*Task details*
Please transcribe every entry below exactly, without including the pictures.

*Stored data*
● ● ● ● ●
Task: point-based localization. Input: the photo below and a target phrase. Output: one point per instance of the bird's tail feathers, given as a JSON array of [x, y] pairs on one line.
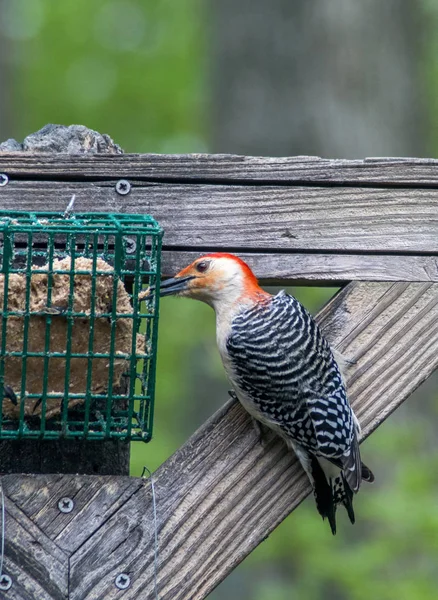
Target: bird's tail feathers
[[322, 490]]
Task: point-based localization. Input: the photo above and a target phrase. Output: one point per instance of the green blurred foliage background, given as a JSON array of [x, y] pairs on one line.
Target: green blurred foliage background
[[139, 71]]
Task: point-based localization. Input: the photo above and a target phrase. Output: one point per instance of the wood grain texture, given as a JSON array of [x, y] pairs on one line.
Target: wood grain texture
[[223, 167], [258, 218], [37, 566], [222, 493], [95, 499], [103, 457], [320, 269]]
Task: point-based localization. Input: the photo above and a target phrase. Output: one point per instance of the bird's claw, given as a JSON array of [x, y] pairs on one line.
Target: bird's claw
[[8, 392]]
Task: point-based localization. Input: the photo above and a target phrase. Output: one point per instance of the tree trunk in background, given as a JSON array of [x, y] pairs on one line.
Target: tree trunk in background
[[334, 79]]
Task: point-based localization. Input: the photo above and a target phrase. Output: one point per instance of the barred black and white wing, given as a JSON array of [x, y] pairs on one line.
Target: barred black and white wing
[[285, 374]]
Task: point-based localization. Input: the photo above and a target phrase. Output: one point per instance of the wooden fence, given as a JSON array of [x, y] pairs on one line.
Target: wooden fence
[[371, 225]]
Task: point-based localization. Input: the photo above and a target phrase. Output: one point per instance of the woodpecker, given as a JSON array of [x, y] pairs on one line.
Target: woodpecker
[[283, 372]]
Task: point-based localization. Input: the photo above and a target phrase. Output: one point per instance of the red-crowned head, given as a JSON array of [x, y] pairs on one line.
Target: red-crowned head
[[219, 279]]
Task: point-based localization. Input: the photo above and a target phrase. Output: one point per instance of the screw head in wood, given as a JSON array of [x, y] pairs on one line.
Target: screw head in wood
[[5, 583], [66, 505], [123, 187], [123, 581], [130, 245]]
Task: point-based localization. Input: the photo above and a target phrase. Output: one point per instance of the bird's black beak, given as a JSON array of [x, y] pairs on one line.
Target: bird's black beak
[[174, 285]]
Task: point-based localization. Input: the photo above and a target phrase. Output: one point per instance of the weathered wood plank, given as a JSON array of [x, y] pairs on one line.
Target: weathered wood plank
[[321, 269], [222, 493], [38, 568], [95, 499], [258, 218], [102, 457], [223, 167]]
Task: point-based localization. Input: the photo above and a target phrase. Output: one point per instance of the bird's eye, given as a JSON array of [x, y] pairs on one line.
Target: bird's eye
[[202, 266]]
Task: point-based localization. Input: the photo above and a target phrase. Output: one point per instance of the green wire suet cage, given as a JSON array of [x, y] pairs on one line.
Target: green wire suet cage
[[78, 334]]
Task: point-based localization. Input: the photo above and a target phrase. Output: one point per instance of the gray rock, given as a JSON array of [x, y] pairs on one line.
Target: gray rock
[[72, 139], [11, 146]]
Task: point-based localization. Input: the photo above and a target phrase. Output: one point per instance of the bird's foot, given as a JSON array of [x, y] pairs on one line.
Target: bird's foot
[[8, 392]]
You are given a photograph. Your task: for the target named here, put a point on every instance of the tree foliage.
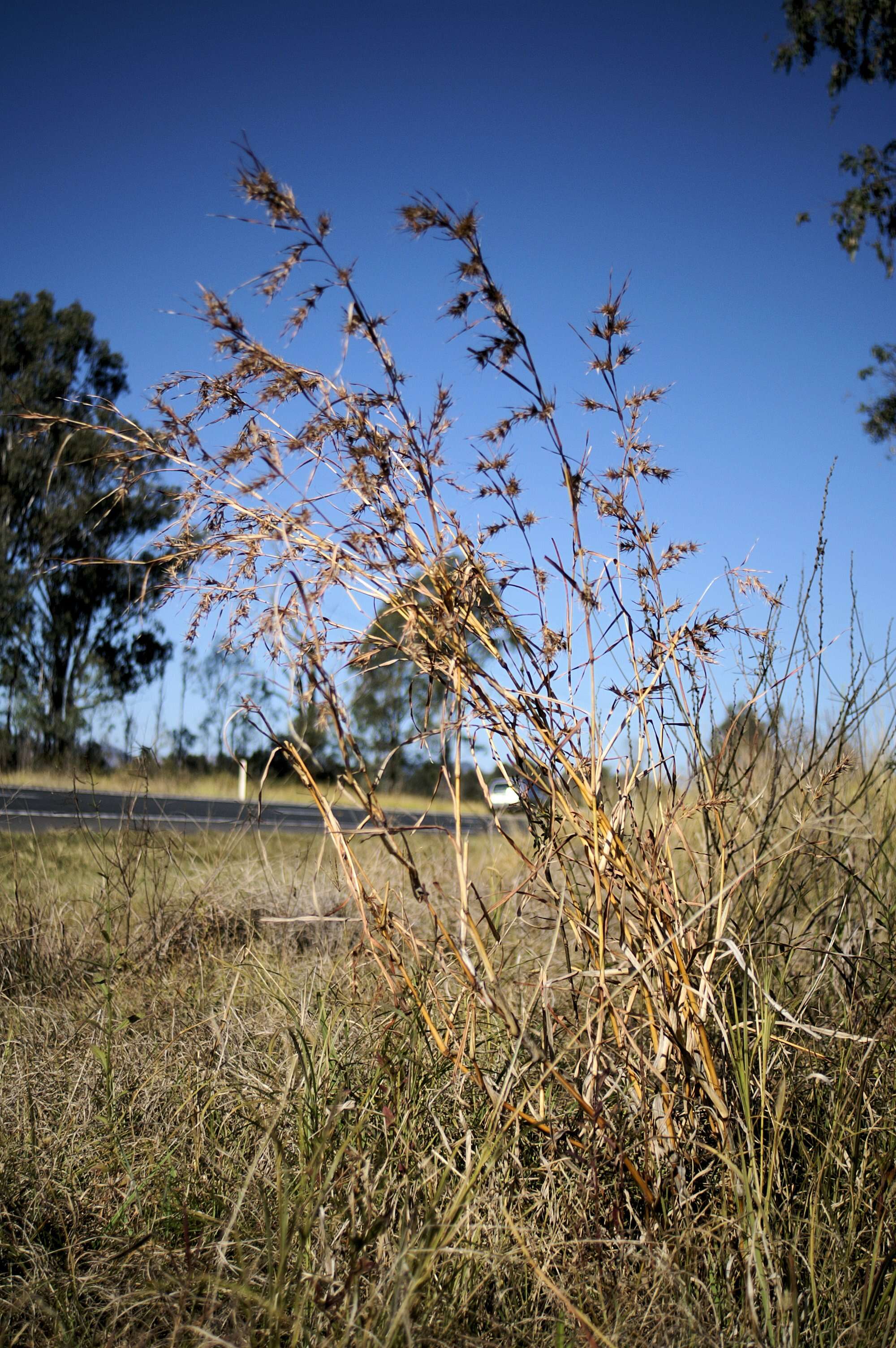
● ● ● ● ●
*Written reply*
Task: point-based localization. Input: the photo below and a target phrase. Output: one point per instance of the bird's tail feathers, given as a JSON array of [x, y] pairs on one line.
Target: bird's tail feathers
[[322, 490]]
Task: point-based localization. Input: the photo above and a target phrase. Output: one point per instance of the green blurred foliage background, given as a JSON array of [x, y] pairs on one line.
Target: green blurred foliage background
[[139, 71]]
Task: point-based localization. Input: the photo above and a target phrase. Output: one point per instance of the wood grain texture, given as a JSON array of [x, y] pairs on one line.
Target: wood grain texture
[[223, 167], [258, 218], [37, 566], [222, 493], [95, 499], [103, 457], [320, 269]]
Task: point-based localization. Input: the photo above and a target phrase. Output: one point per instance of the bird's claw, given as a JSON array of [x, y] pairs on one line.
Target: bird's claw
[[8, 392]]
Task: point-based localization. Input: the photo above and a target phrase. Output: one point per instance of the tree trunk in background, given as a JSON array of [x, y] pairs on one line.
Target: tree trunk in background
[[334, 79]]
Task: point-based localization. Input: the photo above and a target phrase. Output: one point per instance of the barred black and white wing, given as a JSON array of [x, y] pairs on one line.
Target: barred black and white wing
[[285, 374]]
Task: point-based localization. Input: the photo above and a target phrase. Output: one point per instance of the wooden fence, given as a JSON array of [x, y] pairs on one line.
Target: wooden fence
[[371, 225]]
Task: point-based localization. Input: the photo above and a target phrase. Output: one point per instance of the woodpecker, given as a JSON array of [x, y] pairs on one line.
Target: woodpecker
[[283, 372]]
Task: point-based localization. Input: the photo above and a target phrase. Output: one point per instance of the red-crowned head, given as a JSON array of [x, y] pairs on one line.
Target: red-crowned head
[[219, 279]]
Task: point-based localization. Input: the photo above and a target phrase. Output: one point per instance of the screw head in wood, given as a JSON array of [x, y] pairs on one line.
Target: screw head in wood
[[5, 583], [66, 505], [123, 187], [123, 581], [130, 245]]
Task: point-based localization. Input: the photo above and a target phrase. Output: one point per instance of the bird's black beak, given as a JSON array of [x, y] pairs on one line.
Target: bird's black beak
[[174, 285]]
Task: point-based localization. Input: the photo above and a target phrase. Output: one point per instance of the weathered wood plank, given as a JSON array of [x, y] pairs on one line.
Target: weathered wood plank
[[321, 269], [222, 493], [38, 568], [95, 499], [258, 218], [102, 457], [223, 167]]
Task: point-based localization. Input: the photo above and a target phrase. Output: one point per instance of the bird's eye, given as a JSON array of [x, y] pairs on one line.
Target: bird's eye
[[202, 266]]
Task: point-based localization. Input: the photo above and a target phrase. Output: one point per instance of the green wire suet cage, given as a JSON array of [x, y] pairs on one line.
Target: green wire suet cage
[[78, 334]]
Task: point-based localization. Input: the photo above and a target phrase. Output: one point per instance of the gray rock, given as a JSON array of [x, y] pairs on one line.
Target: gray rock
[[72, 139], [11, 146]]
Task: point-based localization. Input: the photo above and a target phrase. Output: one point per instance of the bird's foot, given as a JSON array of [x, y] pairs on one line.
Target: bird's foot
[[8, 392]]
You are given a photograph. Your task: for the target named here, put a point on every instance of the tree foliage.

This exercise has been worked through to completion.